■ **Set exercise**
Reproduce the entries below word for word, omitting the pictures.

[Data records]
━━━━━━━━━━━━━━━━━━━━
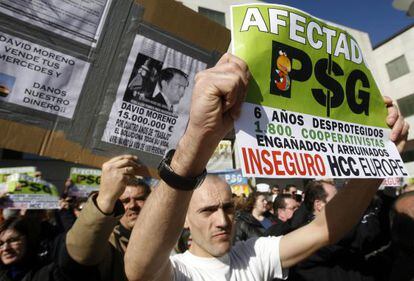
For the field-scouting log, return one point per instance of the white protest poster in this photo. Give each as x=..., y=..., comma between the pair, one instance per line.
x=25, y=192
x=312, y=108
x=40, y=78
x=151, y=109
x=79, y=20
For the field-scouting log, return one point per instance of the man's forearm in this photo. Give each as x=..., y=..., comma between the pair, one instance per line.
x=346, y=208
x=148, y=252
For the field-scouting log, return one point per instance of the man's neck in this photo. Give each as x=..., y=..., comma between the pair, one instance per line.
x=257, y=215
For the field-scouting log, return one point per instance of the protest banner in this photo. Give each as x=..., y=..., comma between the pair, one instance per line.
x=396, y=182
x=84, y=181
x=25, y=192
x=239, y=185
x=313, y=108
x=74, y=91
x=5, y=172
x=37, y=77
x=78, y=20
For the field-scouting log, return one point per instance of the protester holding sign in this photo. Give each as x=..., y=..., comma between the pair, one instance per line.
x=100, y=235
x=21, y=259
x=314, y=109
x=208, y=211
x=252, y=221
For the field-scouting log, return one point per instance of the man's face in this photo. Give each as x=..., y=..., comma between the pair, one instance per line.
x=286, y=213
x=12, y=246
x=210, y=218
x=292, y=190
x=133, y=200
x=175, y=88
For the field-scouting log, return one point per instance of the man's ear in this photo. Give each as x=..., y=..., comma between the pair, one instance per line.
x=317, y=205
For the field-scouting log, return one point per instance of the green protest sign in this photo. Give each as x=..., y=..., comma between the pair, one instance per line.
x=84, y=181
x=313, y=108
x=5, y=172
x=26, y=192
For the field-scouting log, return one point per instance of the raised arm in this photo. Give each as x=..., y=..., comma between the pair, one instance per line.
x=217, y=97
x=344, y=210
x=87, y=241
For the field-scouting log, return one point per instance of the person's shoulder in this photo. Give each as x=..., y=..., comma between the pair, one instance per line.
x=255, y=244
━━━━━━━━━━━━━━━━━━━━
■ **Solved problem**
For the field-scouting log, return one point per instance of the white protest poster in this photo. Give each as x=..., y=..., comma between the pair, one instance per line.
x=25, y=192
x=312, y=108
x=40, y=78
x=151, y=109
x=79, y=20
For the field-scouting log, return one point per instance of the man's forearm in this photo. Give each as x=..., y=..., comma between the pair, one instance per line.
x=346, y=208
x=148, y=252
For the field-scouting log, return one point per instance of the man's neck in this photo. Give each as x=..., y=..., comma between the pair, one instance per line.
x=257, y=215
For the field-scouting log, return one point per instance of the protest banner in this photo. Give each as x=..., y=..., comma between the pair, one instance per line.
x=396, y=182
x=84, y=181
x=25, y=192
x=239, y=185
x=313, y=108
x=74, y=91
x=5, y=172
x=37, y=77
x=78, y=20
For the field-scouting log, return one point per instance of the protester holding sign in this photo. Give each as x=..., y=..., comma between the pair, one instance per line.
x=100, y=235
x=21, y=259
x=314, y=109
x=208, y=211
x=252, y=221
For the field-scouting log, return one point per instance of the man's face in this photo. Give each as x=..., y=..., comma between the pair, one instance per line.
x=286, y=213
x=12, y=246
x=210, y=218
x=292, y=190
x=133, y=200
x=175, y=88
For the field-scouting log, return one point per instance of the man's ear in this photo. Give each as x=..., y=..., comma between the pair, one instance per line.
x=317, y=205
For the field-scouting log, return one point per instance of the green protest sign in this photo. Give each as x=..., y=..., comma between the pair, one instance per line.
x=84, y=181
x=313, y=108
x=5, y=172
x=26, y=192
For the field-scouting log, return one point per instance of the raised arm in this photo. Give each as x=..., y=..., comma between the pair, one instance per line.
x=217, y=97
x=344, y=210
x=87, y=241
For the field-scouting log, return one point per instance of the person's shoulder in this photo. Give each as x=..., y=..., comma between the pair, one instance per line.
x=255, y=244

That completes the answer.